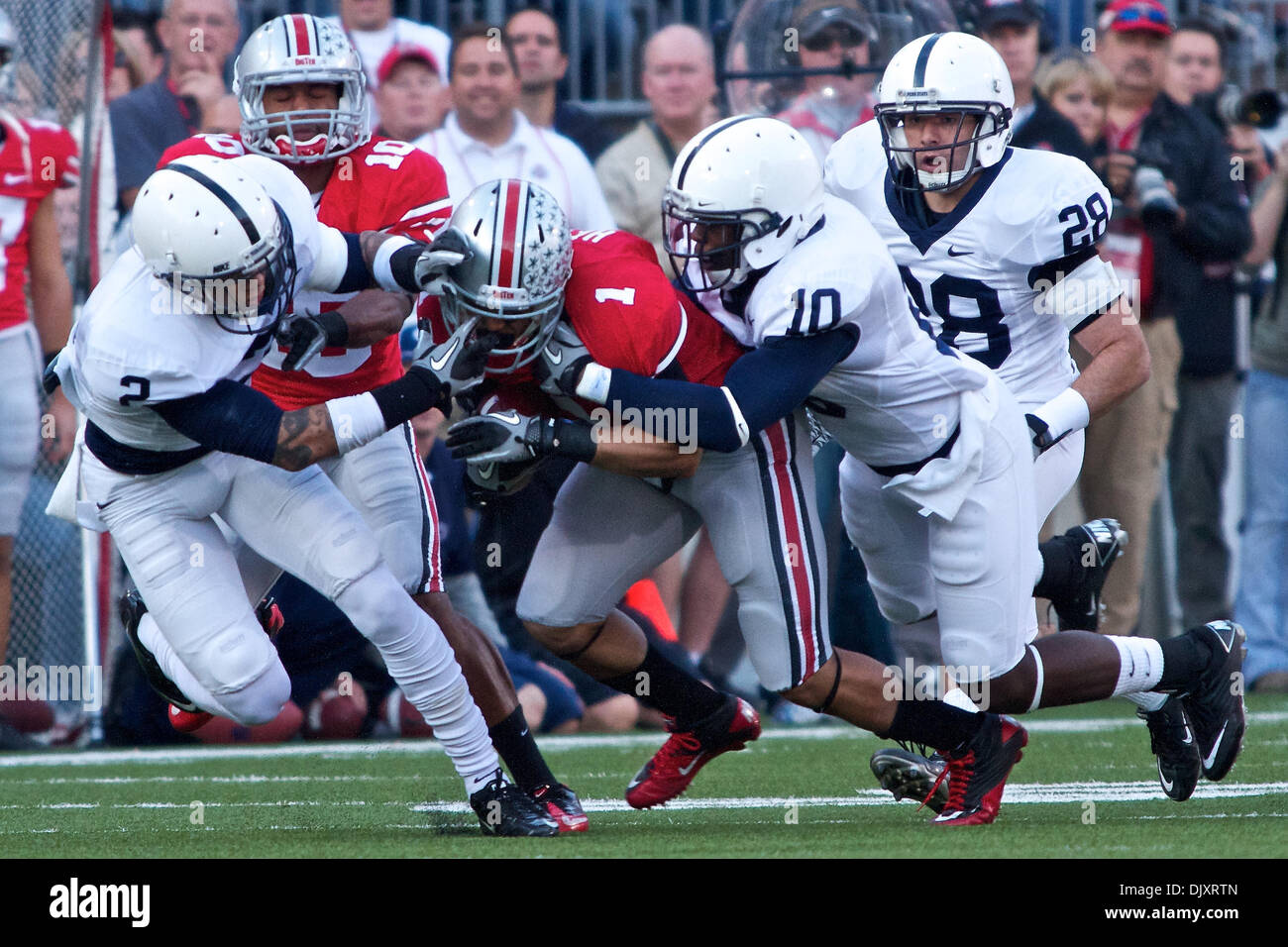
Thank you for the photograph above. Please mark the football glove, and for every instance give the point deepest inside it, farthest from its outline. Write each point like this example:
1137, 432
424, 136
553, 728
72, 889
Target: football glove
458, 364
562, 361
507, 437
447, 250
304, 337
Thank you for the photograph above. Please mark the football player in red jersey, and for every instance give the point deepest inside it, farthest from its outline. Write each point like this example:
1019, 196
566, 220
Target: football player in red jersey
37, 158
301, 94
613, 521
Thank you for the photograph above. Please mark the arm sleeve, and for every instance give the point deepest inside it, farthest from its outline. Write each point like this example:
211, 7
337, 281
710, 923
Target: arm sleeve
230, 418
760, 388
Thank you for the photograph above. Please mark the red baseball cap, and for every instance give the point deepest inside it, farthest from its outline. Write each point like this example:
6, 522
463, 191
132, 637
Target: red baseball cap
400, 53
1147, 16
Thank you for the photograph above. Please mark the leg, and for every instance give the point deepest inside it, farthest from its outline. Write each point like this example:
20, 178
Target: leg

# Your task
Scan the records above for the string "example", then select every line that holds it.

# Final answer
Thank you for the photograph above. Please mark the football glove, and for every instance give the point deepest inside it, farthest from its outline. Write each point like this example:
Thank you for the photograph above. Please mark the football player in red jersey, and for every instance give the point deepest inside it, farthest from its outline. Write each point like this example:
Thank you for the photograph above. Please mark the arm sleeve, and for every instance give the point deepest inside it, farthest from its outline. Write each point like this example:
Thank you for the photograph above. Please mark the red baseball cap, and for every instance give the point deepest inside it, farthest from its outline. Write each point like this example:
Thank you for the photograph above. Please mark the leg, and for every instance give the point deepest inside it, farthest from its outline. Write each point like this example:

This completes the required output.